Task list:
A - Please return part of the pistol comparison text word for word, starting with "And they both" and going on through "So what gives?".
B - Decide whether each statement below agrees with the pistol comparison text. For each, answer yes or no and quote the deciding words from the text.
(i) The Glock 22 and the Glock 23 differ in magazine capacity.
(ii) The SIG P226 holds more rounds in its magazine than the SIG P229.
(iii) The Navy SEALs replaced the SIG pistols with the Glock 19.
C - Answer these questions from the pistol comparison text.
(i) What cartridge are the Glock 22 and Glock 23 chambered for?
(ii) Which three calibers can the SIG pistols be bought in?
(iii) What label does the text say the P229 is supposed to have instead of "compact"?

Excerpt to read:
Both have practically the same frame dimensions, the same exact magazine capacity, the same frame, and slide material, the same SA/DA trigger pull weight, and the same number of rifling grooves and rifling length of twist. Even the calibers they can use are the same.
And they both have the same accessory rail for laser and flashlight attachments.
The only real differences between them are their barrel, slide, and sight radius lengths. So what gives?
If you haven’t been following our series of handgun showdowns, you might want to. In round 1, we discussed the differences between the Glock 22 and the Glock 23. Both are practically the same pistols chambered for the .40 S&W. The only things different between them are their barrel and slide lengths and their magazine capacity.
Well, for this round – SIG P226 vs. SIG P229, both SIG Sauer pistols being compared have the same magazine capacity despite one being a tad smaller than the other. But both pistols can be bought chambered in one of three different handgun calibers: 9mm, .357 SIG, and .40 S&W. That’s what’s so different this time.
Let’s say you’re a first-time buyer, and you’ve read somewhere on the Interwebz that these SIG pistols (particularly the full-size P226) used to be the standard sidearm for the Navy SEALs and you decided you want one (even when you know that for some odd reason, the Navy SEALs replaced them with the Glock 19).
You browse through SIG Sauer’s website and find out that the P226 has a smaller compact brother (technically, “compact” in these contexts is incorrect — it’s supposed to be labeled “mid-size”) called the P229. Now you’re getting confused — which one would you buy if both are practically the same pistols, both have the same round count and both are priced the same?

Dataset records
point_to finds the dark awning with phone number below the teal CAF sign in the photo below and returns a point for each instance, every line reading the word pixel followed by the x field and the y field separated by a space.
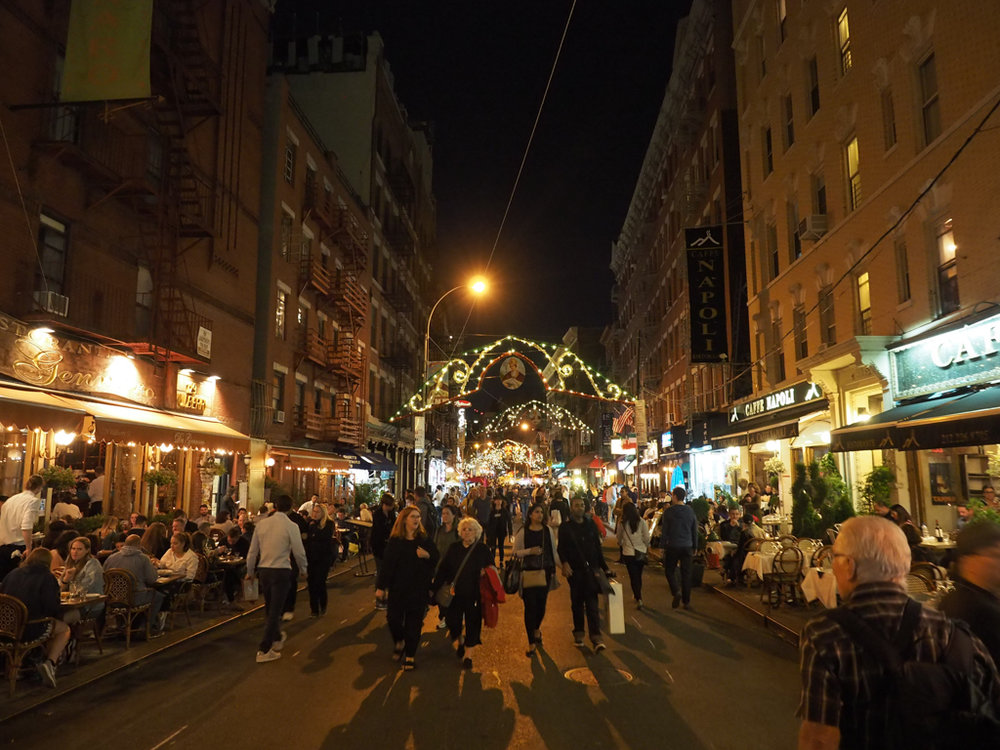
pixel 948 422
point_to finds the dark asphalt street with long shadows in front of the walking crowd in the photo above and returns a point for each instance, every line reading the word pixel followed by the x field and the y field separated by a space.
pixel 707 678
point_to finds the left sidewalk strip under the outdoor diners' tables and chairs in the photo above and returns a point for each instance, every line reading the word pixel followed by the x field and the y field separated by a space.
pixel 94 666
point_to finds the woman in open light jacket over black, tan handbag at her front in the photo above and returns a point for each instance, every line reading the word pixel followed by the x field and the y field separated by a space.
pixel 536 545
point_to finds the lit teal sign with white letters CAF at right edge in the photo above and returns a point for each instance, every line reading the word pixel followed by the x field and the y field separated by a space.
pixel 966 356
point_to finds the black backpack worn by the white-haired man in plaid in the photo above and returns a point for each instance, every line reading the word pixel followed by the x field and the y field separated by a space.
pixel 930 704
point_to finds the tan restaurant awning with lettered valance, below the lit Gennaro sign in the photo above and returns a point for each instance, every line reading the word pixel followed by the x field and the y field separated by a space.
pixel 125 423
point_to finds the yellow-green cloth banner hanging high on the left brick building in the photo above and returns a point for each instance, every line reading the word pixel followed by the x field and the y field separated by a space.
pixel 107 50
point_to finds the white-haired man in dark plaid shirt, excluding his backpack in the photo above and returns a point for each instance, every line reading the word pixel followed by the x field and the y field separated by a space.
pixel 844 700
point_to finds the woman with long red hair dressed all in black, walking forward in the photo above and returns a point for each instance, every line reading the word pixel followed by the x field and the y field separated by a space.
pixel 406 573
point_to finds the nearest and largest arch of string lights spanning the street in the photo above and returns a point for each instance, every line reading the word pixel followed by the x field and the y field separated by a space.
pixel 467 371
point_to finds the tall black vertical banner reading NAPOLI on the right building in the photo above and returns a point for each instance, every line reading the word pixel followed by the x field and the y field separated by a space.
pixel 707 294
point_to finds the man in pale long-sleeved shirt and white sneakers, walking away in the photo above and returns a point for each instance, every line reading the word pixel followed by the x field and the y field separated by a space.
pixel 276 540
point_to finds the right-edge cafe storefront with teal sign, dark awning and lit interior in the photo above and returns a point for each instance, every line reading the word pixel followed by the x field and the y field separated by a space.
pixel 943 419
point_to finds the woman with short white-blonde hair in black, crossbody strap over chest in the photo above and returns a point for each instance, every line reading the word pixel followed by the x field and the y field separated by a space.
pixel 461 568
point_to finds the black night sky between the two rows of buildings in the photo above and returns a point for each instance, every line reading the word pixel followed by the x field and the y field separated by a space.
pixel 477 70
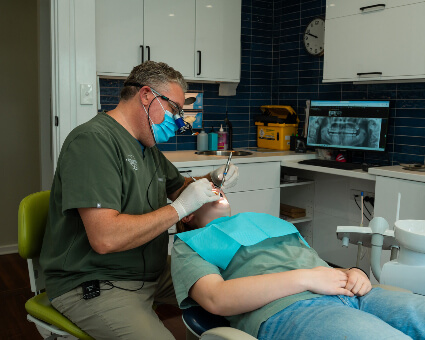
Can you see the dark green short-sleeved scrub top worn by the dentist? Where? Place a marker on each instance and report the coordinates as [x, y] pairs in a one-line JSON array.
[[102, 166]]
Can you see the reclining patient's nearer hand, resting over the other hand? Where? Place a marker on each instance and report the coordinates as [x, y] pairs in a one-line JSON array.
[[328, 281]]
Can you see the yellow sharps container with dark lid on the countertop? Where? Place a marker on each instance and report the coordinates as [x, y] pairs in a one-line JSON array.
[[276, 126]]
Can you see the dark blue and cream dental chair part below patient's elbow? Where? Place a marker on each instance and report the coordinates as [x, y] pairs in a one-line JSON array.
[[206, 326]]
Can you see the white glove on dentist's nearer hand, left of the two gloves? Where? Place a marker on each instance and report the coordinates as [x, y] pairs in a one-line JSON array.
[[193, 197]]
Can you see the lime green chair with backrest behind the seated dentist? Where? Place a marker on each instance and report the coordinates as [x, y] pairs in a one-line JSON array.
[[32, 217]]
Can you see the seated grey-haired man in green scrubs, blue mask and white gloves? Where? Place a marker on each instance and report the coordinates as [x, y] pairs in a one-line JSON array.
[[105, 248]]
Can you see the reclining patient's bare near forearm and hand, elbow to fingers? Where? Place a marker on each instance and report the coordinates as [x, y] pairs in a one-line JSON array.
[[246, 294]]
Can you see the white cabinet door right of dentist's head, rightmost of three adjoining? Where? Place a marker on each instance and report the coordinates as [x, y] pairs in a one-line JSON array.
[[218, 40]]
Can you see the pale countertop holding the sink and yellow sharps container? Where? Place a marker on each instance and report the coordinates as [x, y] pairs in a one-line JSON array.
[[189, 158]]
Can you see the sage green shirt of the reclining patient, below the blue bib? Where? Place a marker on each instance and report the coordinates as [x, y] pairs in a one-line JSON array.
[[279, 254]]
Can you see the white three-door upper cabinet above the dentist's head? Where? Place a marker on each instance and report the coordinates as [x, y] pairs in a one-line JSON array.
[[199, 38]]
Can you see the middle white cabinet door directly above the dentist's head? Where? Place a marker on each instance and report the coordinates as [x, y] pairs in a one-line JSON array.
[[169, 33]]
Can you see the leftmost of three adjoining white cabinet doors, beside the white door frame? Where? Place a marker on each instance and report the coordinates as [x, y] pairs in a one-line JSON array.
[[119, 36]]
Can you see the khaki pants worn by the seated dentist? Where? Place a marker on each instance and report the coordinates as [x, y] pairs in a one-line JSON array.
[[120, 314]]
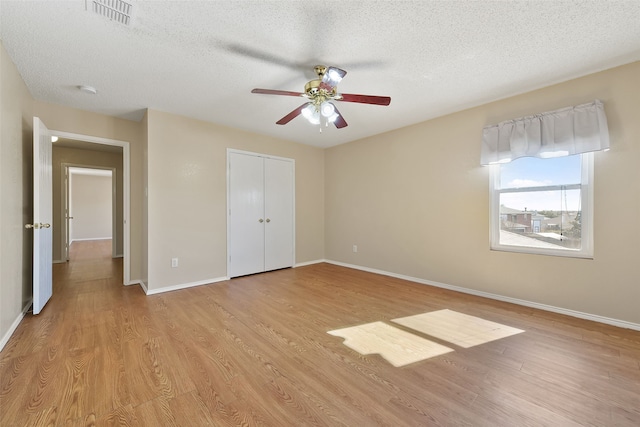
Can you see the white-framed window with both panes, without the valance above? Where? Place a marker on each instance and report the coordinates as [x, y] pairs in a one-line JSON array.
[[543, 205]]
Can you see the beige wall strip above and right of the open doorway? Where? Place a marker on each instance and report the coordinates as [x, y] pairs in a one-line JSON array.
[[64, 119]]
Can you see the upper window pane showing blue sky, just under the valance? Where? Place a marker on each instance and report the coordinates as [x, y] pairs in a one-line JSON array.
[[534, 172]]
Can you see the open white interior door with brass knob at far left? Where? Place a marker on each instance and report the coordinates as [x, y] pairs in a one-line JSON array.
[[42, 216]]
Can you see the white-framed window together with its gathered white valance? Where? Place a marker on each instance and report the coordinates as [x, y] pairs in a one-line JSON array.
[[542, 180]]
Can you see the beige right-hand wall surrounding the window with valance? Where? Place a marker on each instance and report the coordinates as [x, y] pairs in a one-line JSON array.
[[416, 202]]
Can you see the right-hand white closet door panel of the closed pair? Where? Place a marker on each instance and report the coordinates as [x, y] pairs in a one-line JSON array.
[[279, 213]]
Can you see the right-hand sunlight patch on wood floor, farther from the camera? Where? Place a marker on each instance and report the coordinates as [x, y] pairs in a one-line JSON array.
[[457, 328]]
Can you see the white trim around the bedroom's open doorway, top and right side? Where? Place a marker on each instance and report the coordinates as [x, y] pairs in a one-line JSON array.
[[126, 191]]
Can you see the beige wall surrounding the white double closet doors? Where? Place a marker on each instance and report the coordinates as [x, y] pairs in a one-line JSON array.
[[187, 196]]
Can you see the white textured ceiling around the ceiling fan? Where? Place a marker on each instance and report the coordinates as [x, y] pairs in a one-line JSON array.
[[201, 59]]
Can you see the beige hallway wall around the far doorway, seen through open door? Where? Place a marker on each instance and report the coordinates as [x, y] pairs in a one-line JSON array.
[[87, 158]]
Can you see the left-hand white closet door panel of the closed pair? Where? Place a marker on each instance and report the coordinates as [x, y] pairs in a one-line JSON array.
[[246, 214]]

Per-task outputs:
A -
And they both have the same accessory rail for laser and flashlight attachments.
The only real differences between them are their barrel, slide, and sight radius lengths. So what gives?

B -
(i) Yes: "The only things different between them are their barrel and slide lengths and their magazine capacity."
(ii) No: "both SIG Sauer pistols being compared have the same magazine capacity"
(iii) Yes: "the Navy SEALs replaced them with the Glock 19"

C -
(i) The .40 S&W
(ii) 9mm, .357 SIG, and .40 S&W
(iii) "Mid-size"